* [What is asked] Format the lines in all of the entries below as a numbered list, skipping blank lines and leaving out the pictures.

* [Exercise data]
<<<<

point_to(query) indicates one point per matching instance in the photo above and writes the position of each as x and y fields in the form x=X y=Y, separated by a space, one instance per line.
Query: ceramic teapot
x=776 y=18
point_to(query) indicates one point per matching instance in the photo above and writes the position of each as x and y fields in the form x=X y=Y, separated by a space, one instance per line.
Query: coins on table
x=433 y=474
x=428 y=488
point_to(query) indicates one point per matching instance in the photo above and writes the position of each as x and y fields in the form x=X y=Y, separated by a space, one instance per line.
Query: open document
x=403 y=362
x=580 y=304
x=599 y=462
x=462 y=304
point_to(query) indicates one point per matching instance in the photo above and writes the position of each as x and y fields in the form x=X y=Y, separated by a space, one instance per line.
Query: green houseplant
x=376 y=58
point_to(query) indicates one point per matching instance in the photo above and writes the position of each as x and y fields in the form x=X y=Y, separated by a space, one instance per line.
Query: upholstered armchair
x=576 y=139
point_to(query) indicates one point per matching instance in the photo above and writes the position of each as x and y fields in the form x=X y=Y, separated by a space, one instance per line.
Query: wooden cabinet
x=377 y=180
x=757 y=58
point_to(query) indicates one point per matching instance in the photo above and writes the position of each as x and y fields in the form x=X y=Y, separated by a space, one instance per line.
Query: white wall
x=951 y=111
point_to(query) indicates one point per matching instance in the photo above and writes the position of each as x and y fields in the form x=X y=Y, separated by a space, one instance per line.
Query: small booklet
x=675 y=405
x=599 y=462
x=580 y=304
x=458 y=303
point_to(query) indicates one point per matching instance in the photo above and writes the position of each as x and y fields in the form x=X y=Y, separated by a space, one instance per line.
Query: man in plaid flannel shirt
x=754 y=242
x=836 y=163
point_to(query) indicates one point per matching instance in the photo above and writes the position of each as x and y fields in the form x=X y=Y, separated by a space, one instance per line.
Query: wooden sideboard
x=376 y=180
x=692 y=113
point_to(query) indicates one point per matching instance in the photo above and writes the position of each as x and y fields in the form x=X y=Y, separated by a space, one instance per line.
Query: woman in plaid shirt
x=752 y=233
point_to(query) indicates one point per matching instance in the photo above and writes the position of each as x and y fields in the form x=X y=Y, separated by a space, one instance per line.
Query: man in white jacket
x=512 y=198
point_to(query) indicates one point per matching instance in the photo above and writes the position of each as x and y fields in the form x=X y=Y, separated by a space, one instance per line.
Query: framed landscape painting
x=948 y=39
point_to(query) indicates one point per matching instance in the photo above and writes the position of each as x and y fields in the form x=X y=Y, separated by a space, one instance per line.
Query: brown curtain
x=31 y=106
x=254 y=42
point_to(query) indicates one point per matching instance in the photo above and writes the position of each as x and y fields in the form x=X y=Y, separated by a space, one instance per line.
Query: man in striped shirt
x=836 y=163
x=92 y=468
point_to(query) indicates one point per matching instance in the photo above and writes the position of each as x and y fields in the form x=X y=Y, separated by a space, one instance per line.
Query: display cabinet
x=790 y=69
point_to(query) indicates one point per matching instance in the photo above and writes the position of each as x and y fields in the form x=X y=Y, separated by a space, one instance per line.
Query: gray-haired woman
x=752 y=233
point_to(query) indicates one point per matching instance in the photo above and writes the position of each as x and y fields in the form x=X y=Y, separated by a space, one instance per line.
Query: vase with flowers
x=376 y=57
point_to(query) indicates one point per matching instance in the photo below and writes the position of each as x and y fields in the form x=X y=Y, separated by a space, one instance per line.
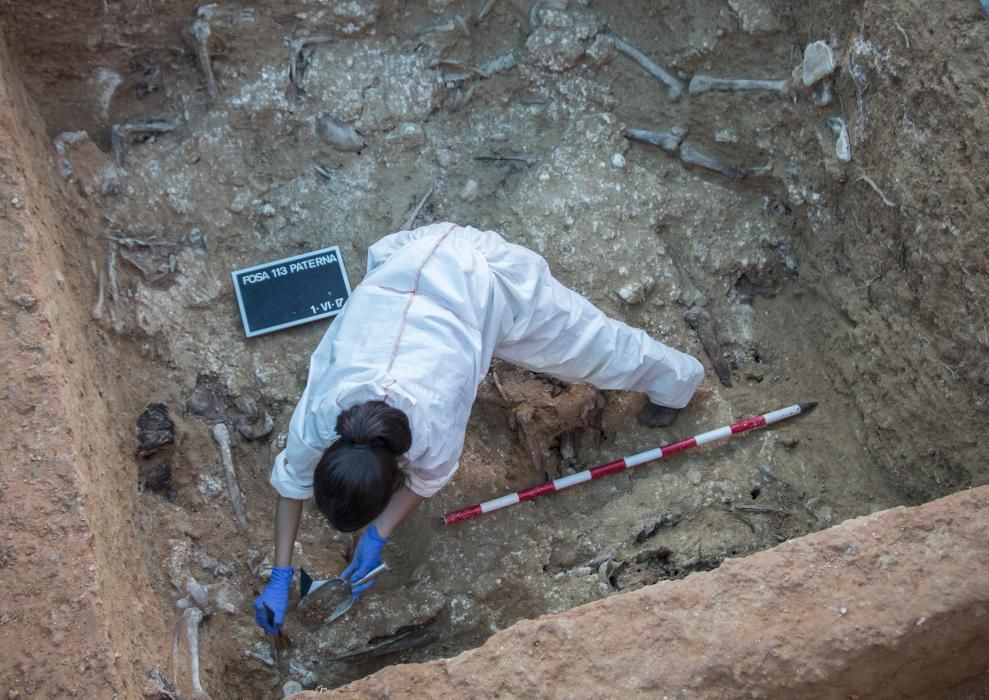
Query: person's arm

>>>>

* [Response to this exercise]
1. point_to(query) indicates one point per matching instance in the photo above and writes the position of each as x and y fields in the form x=X y=Y, separated by a space, one instance per line.
2. Query: ceramic teapot
3. x=776 y=18
4. point_to(query) indicates one point per matching instance in the photo above and writes the position of each as x and y fields in the form x=X y=Y, separated by a space, one instance per line.
5. Query: coins on table
6. x=433 y=474
7. x=428 y=488
8. point_to(query) indicates one point per matching instance in the photo above and writes the position of each as x and y fields in the form x=X y=Y, separated by a space, one instance per line.
9. Query: open document
10. x=403 y=362
11. x=580 y=304
12. x=599 y=462
13. x=462 y=304
14. point_to(query) indicates one point per matching instance in the photo above and writes the position of each as x and y fields in the form x=X y=Y, separated by a space, one instance per line.
15. Query: green houseplant
16. x=376 y=58
17. point_to(query) indicates one point per matching instance in the photo above and writes the position of each as x and y fields in the form x=X y=Y, separated by a space, one instance per line.
18. Query: upholstered armchair
19. x=576 y=139
20. point_to(query) indicates one point per matching instance in the photo above and writes the position of each as x and y fields in the form x=X y=Y, separated by a space, one instance per line.
21. Query: wooden cabinet
22. x=377 y=180
23. x=757 y=58
24. point_to(query) indicates one point per matching instance in the photo above and writes the position of each as x and y fields in the form x=X y=Y, separated by a space, one instance per line.
25. Query: white wall
26. x=951 y=111
27. point_to(query) indicates one point per matching instance in the photo above and writes the position of each as x and y fields in the form x=X y=Y, separated by a space, one instance per line.
28. Query: small booklet
29. x=675 y=405
30. x=599 y=462
31. x=580 y=304
32. x=458 y=303
33. point_to(query) indicates one point per matching instance in the photo above and writes the position of each as x and y fields in the form x=X y=Y, separated by a space, one instance per line.
34. Query: man in plaid flannel shirt
35. x=754 y=242
36. x=836 y=163
37. point_to(query) indicates one point per matching instance in the photo above and writes the position of each as x and y fields in the form x=X y=Y, separated by a space, one instance per line.
38. Query: wooden sideboard
39. x=376 y=180
40. x=692 y=113
41. point_to(query) indicates one point per matching instance in the photo above and writes the position of each as x and y fields in the form x=X y=Y, separated by a space, one instance per line.
42. Query: woman in plaid shirt
43. x=752 y=233
44. point_to(query) indicates one point per matching instance in the photo above and writes the position of each as x and y fields in the form x=X y=Y, separated by a space, one instance per line.
45. Query: man in white jacket
46. x=512 y=198
47. point_to(query) indicates one point per matching instance in the photo above and writes the position of each as x and y fields in the form x=X y=Y, separated by a space, one instance per line.
48. Query: framed landscape painting
49. x=948 y=39
50. point_to(query) indicates one point per matching instance in the photo above and writes the position of each as x and y fields in the form x=X y=Y, separated by a space, one instance per line.
51. Query: brown curtain
52. x=31 y=106
53. x=254 y=42
54. point_to(query) indicates one point per matching instance in the photo above and writes the position of each as x and y fields in the form x=X y=Y, separated by a space, one instance per line.
55. Query: man in striped shirt
56. x=836 y=163
57. x=92 y=468
58. point_to(query) indicates one point per matching instance in the photo above and writes the position of each as x and y fields in the form x=X y=Y, separated by a space, one instance per line.
59. Query: display cabinet
60. x=790 y=69
61. point_to(query) indicates one point per matching instance in the photo above and writes the position of each as x and y fields in the form x=X y=Y, separated by a space, one instance per line.
62. Query: gray-haired woman
63. x=752 y=233
64. point_to(query) indicates one point per matching instance in the photo above and writes the position of each as x and y fields in the form x=X y=Y, separated by a space, one instance per line.
65. Query: vase with flowers
66. x=376 y=57
67. point_to(query) indicates one point per matching instance in the photo below and writes the position of each as x and y fields in the form x=X y=Y, separated by a space, one instance per line.
68. Query: person's arm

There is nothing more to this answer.